■ СТРОКИ НАБОРА ДАННЫХ ■
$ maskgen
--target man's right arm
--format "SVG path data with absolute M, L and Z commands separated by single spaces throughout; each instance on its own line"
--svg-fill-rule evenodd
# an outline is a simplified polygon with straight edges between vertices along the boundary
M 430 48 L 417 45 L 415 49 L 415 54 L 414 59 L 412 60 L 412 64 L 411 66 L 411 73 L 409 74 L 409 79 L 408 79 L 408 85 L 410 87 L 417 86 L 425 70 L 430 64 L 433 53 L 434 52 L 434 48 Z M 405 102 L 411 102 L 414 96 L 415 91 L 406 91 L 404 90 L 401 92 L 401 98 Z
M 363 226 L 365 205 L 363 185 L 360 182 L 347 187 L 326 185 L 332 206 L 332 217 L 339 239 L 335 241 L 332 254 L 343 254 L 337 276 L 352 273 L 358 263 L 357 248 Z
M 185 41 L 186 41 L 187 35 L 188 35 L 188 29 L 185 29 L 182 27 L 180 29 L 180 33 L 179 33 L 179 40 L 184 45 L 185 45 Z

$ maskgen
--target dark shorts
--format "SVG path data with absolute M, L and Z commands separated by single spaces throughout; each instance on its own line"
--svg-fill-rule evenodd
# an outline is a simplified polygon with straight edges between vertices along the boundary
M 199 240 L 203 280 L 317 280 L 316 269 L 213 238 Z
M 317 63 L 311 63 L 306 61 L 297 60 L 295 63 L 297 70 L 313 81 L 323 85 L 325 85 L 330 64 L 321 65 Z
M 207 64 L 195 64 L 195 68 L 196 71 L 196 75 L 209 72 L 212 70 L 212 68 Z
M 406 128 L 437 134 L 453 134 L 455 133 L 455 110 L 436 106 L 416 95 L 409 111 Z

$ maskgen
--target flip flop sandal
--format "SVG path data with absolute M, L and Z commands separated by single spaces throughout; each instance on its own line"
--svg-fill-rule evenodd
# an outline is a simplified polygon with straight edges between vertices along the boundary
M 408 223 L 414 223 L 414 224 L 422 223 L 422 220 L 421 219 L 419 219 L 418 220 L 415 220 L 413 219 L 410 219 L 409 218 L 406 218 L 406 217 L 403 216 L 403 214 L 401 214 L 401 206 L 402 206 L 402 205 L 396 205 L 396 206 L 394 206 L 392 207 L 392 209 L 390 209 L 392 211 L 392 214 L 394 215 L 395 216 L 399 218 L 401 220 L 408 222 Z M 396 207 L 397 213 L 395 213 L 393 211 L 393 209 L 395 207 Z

■ УКАЗАНИЯ И ТРЕБОВАНИЯ ■
Замените «right arm» на «left arm» в строках с самой первой по строку с «M 185 41 L 186» включительно, остальное оставьте как есть. Выведите только эти строки.

■ ОТВЕТ ■
$ maskgen
--target man's left arm
--format "SVG path data with absolute M, L and Z commands separated by single spaces throughout; each instance on its own line"
--svg-fill-rule evenodd
# an outline is a simplified polygon with straight edges between vertices along the boundary
M 430 48 L 417 45 L 415 49 L 415 54 L 414 59 L 412 60 L 412 64 L 411 66 L 411 73 L 409 74 L 409 79 L 408 79 L 408 85 L 410 87 L 417 86 L 425 70 L 430 64 L 433 53 L 434 52 L 434 48 Z M 405 102 L 411 102 L 414 96 L 415 91 L 406 91 L 404 90 L 401 92 L 401 98 Z
M 363 226 L 365 205 L 363 185 L 360 182 L 347 187 L 326 185 L 332 206 L 332 217 L 339 239 L 335 241 L 332 254 L 343 254 L 337 276 L 352 273 L 358 263 L 357 248 Z
M 185 41 L 186 41 L 187 35 L 188 35 L 188 29 L 185 29 L 182 27 L 180 29 L 180 33 L 179 33 L 179 40 L 184 45 L 185 45 Z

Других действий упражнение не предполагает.